• _Text under study_
>>>>>
That driver was Jason M. Fields, who at the time was in between stints as a Democratic Assemblyman from the 11th district, which covers Milwaukee. It was about 12:30 p.m.
When Brown Deer Police confronted Fields after the crash, the man said he “f***** up” in slurred speech, according to the police report.
Fields told police he had “a lot” to drink, according to the report, and officers found an open bottle of vodka in the van. He was later found to have a blood-alcohol level of .305, well over the legal limit of .08.
Police arrested Fields, and he later pleaded guilty to his second drunk driving conviction. The Badger Report discovered the conviction while sifting through the court records of state legislators.
Fields did not respond to messages seeking comment.
He was again stopped in Madison on March 18, 2015 by Capital Police and cited for driving without a license, which had been revoked. He has still not paid his fine of about $200 for that citation, according to court documents.
A police mugshot of State Rep. Jason M. Fields from 2014 while in between stints in the Wisconsin State Assembly.
The politician’s first drunk driving arrest came in 2008 when he was a sitting state representative. Police arrested Fields in March of that year after seeing him swerving on the highway, according to an article from The Pioneer Press.
He lost his seat in a primary election in 2012 to Mandela Barnes, who is now running for lieutenant governor.
While running to return to office in 2016, Fields seemed to hint at the second drunk driving conviction during an interview with Fox 6 in Milwaukee.
<<<<<
• _Data under study_
>>>>>
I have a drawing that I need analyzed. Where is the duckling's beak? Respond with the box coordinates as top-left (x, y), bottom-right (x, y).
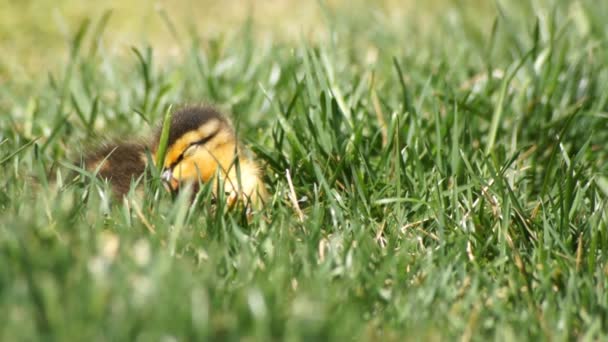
top-left (160, 169), bottom-right (173, 183)
top-left (160, 169), bottom-right (179, 191)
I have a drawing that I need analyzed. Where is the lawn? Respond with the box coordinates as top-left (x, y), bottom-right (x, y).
top-left (0, 0), bottom-right (608, 341)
<<<<<
• _Tasks_
[1] Print the part of the article on Jason M. Fields above that begins at the words "Fields did not" and stops after the words "to court documents.".
[2] For each statement below, say whether it agrees with the article on Jason M. Fields above, and quote the words that decide it. (a) Officers found an open bottle of vodka in the van. (b) Fields has paid his fine of about $200 for the 2015 citation. (c) Fields's first drunk driving arrest came while he was out of office.

• _Outputs by task_
[1]
Fields did not respond to messages seeking comment.
He was again stopped in Madison on March 18, 2015 by Capital Police and cited for driving without a license, which had been revoked. He has still not paid his fine of about $200 for that citation, according to court documents.

[2]
(a) Yes: "officers found an open bottle of vodka in the van"
(b) No: "He has still not paid his fine of about $200 for that citation"
(c) No: "The politician’s first drunk driving arrest came in 2008 when he was a sitting state representative"